> **Problem to work on**: Select every line of the data below that contains the string "foliage", and copy each such line. Matching is case-sensitive.

======== Input data ========

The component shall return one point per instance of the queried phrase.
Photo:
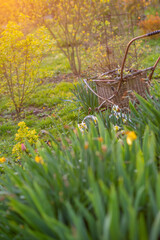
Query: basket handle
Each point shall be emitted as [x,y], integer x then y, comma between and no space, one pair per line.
[107,100]
[125,55]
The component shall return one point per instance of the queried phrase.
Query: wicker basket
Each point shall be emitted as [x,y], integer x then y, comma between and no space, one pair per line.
[114,89]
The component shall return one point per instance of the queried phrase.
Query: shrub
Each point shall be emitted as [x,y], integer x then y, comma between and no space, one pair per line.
[19,62]
[84,98]
[90,186]
[150,24]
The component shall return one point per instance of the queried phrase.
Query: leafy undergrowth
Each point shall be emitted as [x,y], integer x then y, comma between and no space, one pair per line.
[50,108]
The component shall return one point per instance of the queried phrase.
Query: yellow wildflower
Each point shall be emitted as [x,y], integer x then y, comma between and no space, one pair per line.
[39,159]
[131,136]
[2,160]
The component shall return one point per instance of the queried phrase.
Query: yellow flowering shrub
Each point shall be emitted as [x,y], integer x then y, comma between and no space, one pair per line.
[24,134]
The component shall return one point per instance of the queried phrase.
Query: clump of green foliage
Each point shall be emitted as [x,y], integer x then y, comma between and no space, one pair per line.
[93,185]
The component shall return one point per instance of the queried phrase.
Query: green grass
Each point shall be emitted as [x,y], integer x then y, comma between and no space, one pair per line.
[49,108]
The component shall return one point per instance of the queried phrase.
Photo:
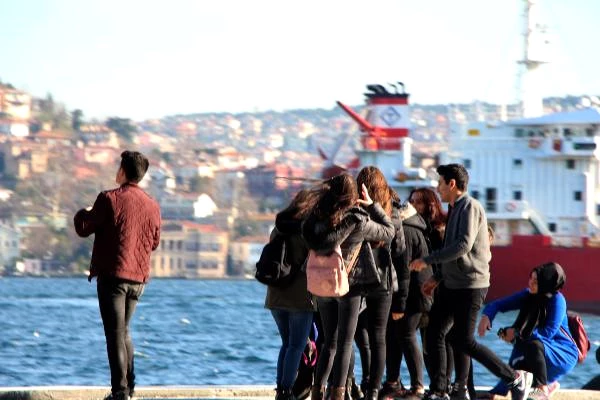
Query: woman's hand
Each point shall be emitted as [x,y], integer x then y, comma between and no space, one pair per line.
[509,335]
[366,200]
[429,286]
[484,325]
[397,316]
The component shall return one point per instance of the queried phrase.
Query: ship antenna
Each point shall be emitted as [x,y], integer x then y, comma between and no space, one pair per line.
[535,43]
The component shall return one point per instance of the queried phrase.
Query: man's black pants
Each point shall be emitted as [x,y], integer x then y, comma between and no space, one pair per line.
[117,299]
[458,309]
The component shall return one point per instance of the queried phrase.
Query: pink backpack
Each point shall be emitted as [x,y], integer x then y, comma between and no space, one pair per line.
[327,276]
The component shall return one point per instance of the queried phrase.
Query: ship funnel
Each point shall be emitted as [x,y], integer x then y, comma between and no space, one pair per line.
[387,121]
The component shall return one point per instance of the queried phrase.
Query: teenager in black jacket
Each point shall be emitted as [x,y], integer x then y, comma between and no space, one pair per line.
[408,305]
[336,220]
[378,299]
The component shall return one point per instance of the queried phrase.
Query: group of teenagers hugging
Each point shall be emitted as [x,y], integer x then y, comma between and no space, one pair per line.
[434,269]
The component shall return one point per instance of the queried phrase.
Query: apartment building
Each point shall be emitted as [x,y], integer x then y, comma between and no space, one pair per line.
[190,250]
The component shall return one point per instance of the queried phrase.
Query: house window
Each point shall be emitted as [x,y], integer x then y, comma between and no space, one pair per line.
[589,132]
[519,132]
[490,199]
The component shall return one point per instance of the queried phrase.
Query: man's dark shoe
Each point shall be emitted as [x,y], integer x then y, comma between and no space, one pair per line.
[436,396]
[117,396]
[459,392]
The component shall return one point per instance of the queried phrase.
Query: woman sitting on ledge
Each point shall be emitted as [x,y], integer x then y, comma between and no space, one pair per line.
[542,344]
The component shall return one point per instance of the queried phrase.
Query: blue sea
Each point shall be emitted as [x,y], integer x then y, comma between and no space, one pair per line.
[186,332]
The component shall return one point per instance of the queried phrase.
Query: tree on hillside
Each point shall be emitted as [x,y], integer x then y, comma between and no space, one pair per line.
[76,119]
[122,126]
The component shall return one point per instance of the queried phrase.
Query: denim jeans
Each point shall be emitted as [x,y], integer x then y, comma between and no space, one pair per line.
[294,328]
[117,299]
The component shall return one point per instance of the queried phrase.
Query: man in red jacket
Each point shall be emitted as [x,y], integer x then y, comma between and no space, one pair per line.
[126,224]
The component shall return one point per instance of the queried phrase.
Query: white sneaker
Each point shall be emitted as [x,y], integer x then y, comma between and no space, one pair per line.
[553,388]
[519,388]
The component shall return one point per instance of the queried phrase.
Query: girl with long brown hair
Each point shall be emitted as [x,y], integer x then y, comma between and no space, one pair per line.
[336,220]
[379,299]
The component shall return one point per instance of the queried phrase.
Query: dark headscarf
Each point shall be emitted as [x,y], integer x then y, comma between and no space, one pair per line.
[551,278]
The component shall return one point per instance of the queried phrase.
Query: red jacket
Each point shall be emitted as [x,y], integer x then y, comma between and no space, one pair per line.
[126,222]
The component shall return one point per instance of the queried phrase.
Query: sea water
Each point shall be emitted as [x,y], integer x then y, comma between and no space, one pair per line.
[186,332]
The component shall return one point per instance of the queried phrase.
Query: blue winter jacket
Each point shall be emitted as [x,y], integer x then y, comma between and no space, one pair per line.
[560,350]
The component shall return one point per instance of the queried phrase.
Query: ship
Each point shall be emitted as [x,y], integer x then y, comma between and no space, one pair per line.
[538,178]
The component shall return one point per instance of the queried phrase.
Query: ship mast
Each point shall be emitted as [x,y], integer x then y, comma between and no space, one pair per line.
[535,55]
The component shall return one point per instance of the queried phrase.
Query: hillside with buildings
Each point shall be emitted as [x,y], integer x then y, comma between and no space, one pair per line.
[219,178]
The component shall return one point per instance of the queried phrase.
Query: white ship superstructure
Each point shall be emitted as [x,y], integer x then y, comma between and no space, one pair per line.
[535,175]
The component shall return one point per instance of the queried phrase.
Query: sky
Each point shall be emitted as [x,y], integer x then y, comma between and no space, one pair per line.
[152,58]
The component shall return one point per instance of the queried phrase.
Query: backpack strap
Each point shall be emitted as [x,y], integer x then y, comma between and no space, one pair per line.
[353,260]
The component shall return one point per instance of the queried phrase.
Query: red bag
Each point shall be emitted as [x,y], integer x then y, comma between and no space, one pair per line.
[326,275]
[578,334]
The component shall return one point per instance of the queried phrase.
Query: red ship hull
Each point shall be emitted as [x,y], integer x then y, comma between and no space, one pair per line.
[510,268]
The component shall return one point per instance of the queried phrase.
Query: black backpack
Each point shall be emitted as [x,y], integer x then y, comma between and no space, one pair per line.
[272,267]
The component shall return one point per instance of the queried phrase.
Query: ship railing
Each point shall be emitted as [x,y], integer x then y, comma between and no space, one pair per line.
[570,241]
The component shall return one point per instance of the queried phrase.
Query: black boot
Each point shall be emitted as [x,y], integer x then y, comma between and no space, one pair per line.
[285,394]
[355,391]
[372,394]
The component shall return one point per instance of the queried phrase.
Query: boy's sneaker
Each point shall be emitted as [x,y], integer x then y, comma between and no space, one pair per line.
[392,390]
[116,396]
[436,396]
[553,388]
[459,392]
[521,385]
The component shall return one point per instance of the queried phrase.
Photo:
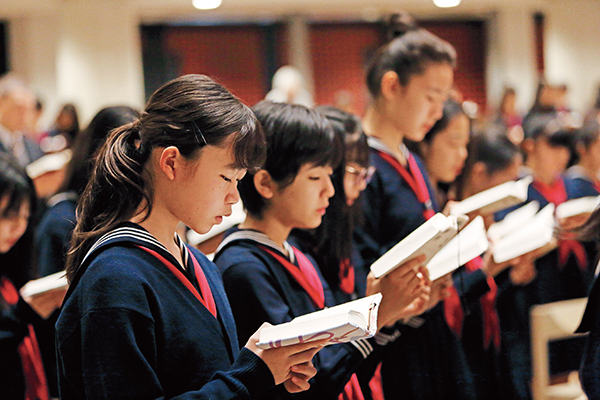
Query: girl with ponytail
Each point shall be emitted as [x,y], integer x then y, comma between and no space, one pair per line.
[146,316]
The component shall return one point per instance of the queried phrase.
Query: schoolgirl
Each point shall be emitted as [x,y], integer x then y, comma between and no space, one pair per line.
[590,365]
[22,320]
[146,316]
[331,243]
[266,278]
[409,80]
[54,231]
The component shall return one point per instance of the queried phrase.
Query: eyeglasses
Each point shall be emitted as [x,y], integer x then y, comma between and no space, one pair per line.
[198,135]
[362,174]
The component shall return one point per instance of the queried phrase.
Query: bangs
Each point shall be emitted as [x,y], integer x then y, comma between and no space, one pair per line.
[561,138]
[13,205]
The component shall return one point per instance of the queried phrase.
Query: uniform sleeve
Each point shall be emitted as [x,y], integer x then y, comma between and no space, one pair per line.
[119,357]
[255,297]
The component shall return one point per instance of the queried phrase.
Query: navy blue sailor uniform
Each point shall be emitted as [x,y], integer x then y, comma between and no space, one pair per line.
[132,328]
[260,288]
[428,362]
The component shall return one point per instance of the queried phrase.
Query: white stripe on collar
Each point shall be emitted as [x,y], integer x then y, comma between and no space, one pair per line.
[577,172]
[261,238]
[378,144]
[60,197]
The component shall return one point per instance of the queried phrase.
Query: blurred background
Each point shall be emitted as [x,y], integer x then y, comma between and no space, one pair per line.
[106,52]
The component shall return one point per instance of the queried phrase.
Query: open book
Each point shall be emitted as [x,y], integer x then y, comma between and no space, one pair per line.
[470,242]
[494,199]
[536,234]
[571,208]
[343,323]
[513,221]
[55,281]
[427,239]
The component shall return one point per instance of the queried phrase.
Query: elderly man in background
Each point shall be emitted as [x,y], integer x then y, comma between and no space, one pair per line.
[17,103]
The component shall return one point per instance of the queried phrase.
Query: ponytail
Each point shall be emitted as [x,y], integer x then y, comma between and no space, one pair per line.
[175,115]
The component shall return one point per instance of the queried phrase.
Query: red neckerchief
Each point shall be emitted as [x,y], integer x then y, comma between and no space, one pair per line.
[206,298]
[455,314]
[305,274]
[557,194]
[36,387]
[346,276]
[414,177]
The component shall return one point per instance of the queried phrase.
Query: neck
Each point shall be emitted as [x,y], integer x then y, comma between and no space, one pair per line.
[589,168]
[162,225]
[270,226]
[376,124]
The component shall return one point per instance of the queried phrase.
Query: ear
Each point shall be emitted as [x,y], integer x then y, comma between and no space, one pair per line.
[264,184]
[478,172]
[528,146]
[390,84]
[170,162]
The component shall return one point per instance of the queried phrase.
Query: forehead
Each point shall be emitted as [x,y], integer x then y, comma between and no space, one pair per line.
[437,77]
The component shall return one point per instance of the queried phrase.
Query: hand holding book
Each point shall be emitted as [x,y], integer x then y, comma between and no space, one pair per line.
[290,365]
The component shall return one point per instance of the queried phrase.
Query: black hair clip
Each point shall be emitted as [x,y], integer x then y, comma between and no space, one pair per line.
[198,135]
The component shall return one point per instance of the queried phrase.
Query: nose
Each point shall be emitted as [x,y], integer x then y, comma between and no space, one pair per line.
[438,110]
[329,190]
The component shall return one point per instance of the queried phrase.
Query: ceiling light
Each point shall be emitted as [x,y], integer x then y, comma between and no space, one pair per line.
[446,3]
[206,4]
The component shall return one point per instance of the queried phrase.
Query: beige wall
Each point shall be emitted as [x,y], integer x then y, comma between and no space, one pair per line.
[88,52]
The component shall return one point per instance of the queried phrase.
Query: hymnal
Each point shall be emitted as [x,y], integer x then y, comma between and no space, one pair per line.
[536,234]
[470,242]
[343,323]
[494,199]
[427,239]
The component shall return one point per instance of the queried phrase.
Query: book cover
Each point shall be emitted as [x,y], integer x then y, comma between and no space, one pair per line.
[571,208]
[55,281]
[494,199]
[427,239]
[470,242]
[536,234]
[340,324]
[513,221]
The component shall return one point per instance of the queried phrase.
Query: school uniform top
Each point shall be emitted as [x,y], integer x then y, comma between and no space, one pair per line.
[18,326]
[588,373]
[391,208]
[53,235]
[428,360]
[261,289]
[578,184]
[130,328]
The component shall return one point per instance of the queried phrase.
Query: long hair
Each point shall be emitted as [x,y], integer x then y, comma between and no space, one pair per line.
[18,264]
[296,135]
[331,242]
[188,112]
[87,143]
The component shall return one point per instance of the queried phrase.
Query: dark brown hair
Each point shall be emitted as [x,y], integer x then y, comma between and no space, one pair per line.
[187,112]
[408,54]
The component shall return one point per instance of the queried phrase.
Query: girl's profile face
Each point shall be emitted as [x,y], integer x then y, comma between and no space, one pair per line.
[207,189]
[550,160]
[303,203]
[419,104]
[13,225]
[445,155]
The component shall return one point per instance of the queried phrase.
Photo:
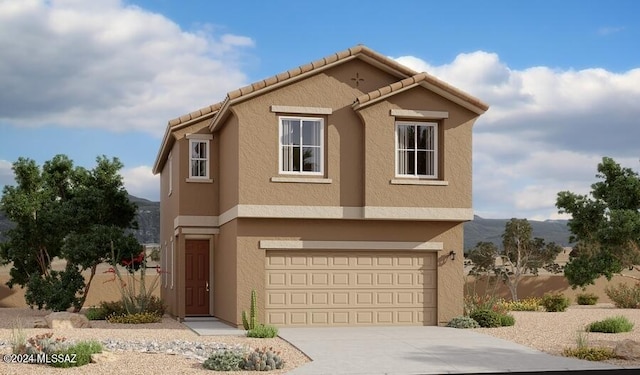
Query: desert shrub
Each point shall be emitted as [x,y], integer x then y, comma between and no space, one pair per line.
[137,318]
[463,322]
[554,302]
[586,299]
[263,331]
[225,360]
[614,324]
[624,296]
[486,318]
[82,351]
[589,353]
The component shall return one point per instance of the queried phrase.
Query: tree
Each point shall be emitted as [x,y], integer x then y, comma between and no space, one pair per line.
[605,224]
[521,255]
[65,212]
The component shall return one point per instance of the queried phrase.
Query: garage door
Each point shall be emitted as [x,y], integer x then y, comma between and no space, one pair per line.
[350,288]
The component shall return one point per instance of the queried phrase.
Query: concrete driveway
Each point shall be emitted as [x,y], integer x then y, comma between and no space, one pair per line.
[420,350]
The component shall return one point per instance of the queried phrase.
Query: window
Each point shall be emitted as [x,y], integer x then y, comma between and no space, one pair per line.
[198,158]
[301,145]
[417,149]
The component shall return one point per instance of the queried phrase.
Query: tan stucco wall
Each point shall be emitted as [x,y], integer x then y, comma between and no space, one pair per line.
[251,259]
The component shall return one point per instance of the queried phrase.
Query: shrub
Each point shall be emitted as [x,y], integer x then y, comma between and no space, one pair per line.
[137,318]
[225,360]
[463,322]
[263,331]
[586,299]
[262,360]
[624,296]
[486,318]
[614,324]
[555,302]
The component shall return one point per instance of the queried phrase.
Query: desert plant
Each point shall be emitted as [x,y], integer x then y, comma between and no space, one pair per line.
[615,324]
[486,318]
[263,359]
[555,302]
[225,360]
[463,322]
[586,299]
[251,322]
[624,296]
[263,331]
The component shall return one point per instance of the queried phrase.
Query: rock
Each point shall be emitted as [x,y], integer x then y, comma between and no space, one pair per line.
[67,320]
[103,357]
[628,349]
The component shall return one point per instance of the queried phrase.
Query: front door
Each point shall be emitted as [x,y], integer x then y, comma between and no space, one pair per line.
[196,277]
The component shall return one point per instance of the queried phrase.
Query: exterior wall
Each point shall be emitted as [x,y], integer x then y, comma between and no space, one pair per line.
[251,258]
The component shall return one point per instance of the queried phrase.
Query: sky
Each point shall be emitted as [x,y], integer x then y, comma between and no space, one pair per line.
[87,78]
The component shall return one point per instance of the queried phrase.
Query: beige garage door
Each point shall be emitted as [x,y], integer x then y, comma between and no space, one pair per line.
[350,288]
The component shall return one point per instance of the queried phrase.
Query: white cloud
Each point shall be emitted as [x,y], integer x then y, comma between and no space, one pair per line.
[141,182]
[107,64]
[545,132]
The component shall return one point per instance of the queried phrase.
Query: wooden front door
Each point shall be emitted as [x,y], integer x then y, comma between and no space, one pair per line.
[196,277]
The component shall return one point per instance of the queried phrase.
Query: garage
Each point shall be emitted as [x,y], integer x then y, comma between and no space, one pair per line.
[350,288]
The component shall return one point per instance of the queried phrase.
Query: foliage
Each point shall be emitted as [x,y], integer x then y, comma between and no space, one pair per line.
[486,318]
[555,302]
[463,322]
[521,255]
[586,299]
[263,331]
[135,318]
[624,296]
[225,360]
[82,350]
[263,359]
[527,304]
[615,324]
[605,224]
[64,212]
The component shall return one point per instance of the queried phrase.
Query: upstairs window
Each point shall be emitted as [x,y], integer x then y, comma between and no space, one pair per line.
[301,145]
[417,149]
[198,158]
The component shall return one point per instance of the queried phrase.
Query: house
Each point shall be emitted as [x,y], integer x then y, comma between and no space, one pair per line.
[337,190]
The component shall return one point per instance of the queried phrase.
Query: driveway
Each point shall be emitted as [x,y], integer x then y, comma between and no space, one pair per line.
[420,350]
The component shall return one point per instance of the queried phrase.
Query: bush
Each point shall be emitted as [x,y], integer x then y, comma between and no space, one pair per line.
[225,360]
[586,299]
[614,324]
[554,302]
[486,318]
[463,322]
[263,331]
[589,353]
[624,296]
[137,318]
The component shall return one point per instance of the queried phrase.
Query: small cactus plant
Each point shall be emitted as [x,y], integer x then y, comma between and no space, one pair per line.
[263,359]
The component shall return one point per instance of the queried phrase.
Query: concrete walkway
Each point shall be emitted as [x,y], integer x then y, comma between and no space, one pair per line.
[420,350]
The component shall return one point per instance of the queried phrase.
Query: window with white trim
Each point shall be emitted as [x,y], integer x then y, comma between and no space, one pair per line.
[198,158]
[301,145]
[416,149]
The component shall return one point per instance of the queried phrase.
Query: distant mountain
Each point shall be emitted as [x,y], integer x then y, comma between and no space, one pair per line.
[491,230]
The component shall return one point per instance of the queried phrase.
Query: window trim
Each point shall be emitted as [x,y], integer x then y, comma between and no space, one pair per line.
[321,146]
[436,150]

========

> **Correct result**:
Query: clump of green foliage
Query: foliage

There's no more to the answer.